• _Action item_:
Nothing should change. Output the data exactly.

Referring expression pointing data:
__________________________________________________
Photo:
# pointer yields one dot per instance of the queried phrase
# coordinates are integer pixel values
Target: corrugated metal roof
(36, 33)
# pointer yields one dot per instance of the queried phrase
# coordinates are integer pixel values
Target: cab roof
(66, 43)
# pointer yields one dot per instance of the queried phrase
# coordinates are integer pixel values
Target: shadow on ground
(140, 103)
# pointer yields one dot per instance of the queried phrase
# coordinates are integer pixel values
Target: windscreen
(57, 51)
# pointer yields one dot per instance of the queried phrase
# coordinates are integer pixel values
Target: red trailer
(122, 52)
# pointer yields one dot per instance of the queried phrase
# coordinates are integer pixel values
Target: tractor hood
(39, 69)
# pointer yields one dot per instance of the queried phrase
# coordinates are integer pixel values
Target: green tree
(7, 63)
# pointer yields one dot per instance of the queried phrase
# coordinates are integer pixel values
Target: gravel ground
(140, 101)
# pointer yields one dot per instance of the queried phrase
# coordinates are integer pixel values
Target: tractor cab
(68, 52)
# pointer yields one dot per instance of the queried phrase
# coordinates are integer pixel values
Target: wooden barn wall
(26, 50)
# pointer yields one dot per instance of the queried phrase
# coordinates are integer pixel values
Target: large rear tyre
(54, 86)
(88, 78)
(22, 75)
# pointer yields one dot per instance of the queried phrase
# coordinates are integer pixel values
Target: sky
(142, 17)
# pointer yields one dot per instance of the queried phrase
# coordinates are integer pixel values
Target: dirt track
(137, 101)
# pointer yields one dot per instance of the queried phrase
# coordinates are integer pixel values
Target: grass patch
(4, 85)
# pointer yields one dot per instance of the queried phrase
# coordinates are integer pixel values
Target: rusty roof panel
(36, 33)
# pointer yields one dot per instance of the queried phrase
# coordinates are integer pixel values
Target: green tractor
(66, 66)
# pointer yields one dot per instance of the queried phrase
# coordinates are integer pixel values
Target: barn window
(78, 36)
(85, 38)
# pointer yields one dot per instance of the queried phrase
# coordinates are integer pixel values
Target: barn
__________________________________________________
• _Written response_:
Photo:
# pointer yields one dot per instance of the queried phrase
# coordinates are integer pixel values
Target: corrugated metal roof
(36, 33)
# pointer yields one dot per instance of the queried phrase
# coordinates are integer pixel values
Target: cab roof
(66, 43)
# pointer yields one dot per instance of the queried phrase
# coordinates are integer pixel values
Target: shadow on ground
(140, 103)
# pointer yields one dot per instance of the queried phrase
# coordinates are integer pixel values
Target: windscreen
(57, 51)
# pointer yields one dot per instance of the queried phrase
# coordinates are integer pixel values
Target: red trailer
(122, 52)
# pointer yields one dot per instance of the queried phrase
# coordinates are integer pixel values
Target: tractor hood
(39, 69)
# pointer yields one dot per instance of the queried phrase
# coordinates are integer pixel values
Target: green tree
(7, 63)
# pointer yields one dot per instance of the queried phrase
# coordinates are integer pixel values
Target: gravel ground
(140, 101)
# pointer yields one dot per instance of the queried phrase
# coordinates are integer pixel values
Target: tractor cab
(68, 52)
# pointer yields one dot per instance of the queried phrase
# coordinates are integer pixel values
Target: wooden barn wall
(26, 50)
# pointer yields one dot per instance of the queried phrase
# coordinates are integer pixel values
Target: large rear tyre
(54, 86)
(88, 78)
(22, 75)
# pointer yields one dot per instance of the queried phrase
# coordinates are integer pixel values
Target: sky
(142, 17)
# pointer yields one dot per instance of the queried phrase
# coordinates are integer pixel values
Target: dirt track
(137, 101)
# pointer yields one dot per instance of the queried phrase
# coordinates are integer pixel values
Target: grass patch
(4, 85)
# pointer yields one dot per instance of the queried phrase
# coordinates are integer pixel values
Target: rusty roof panel
(36, 33)
# pointer yields one dot per instance of the queried phrase
# coordinates are integer pixel values
Target: green tractor
(66, 66)
# pointer yields one dot per instance of the queried phrase
# coordinates are integer pixel values
Target: barn window
(78, 36)
(85, 38)
# pointer yields one dot per instance of the queried phrase
# coordinates are integer pixel values
Target: barn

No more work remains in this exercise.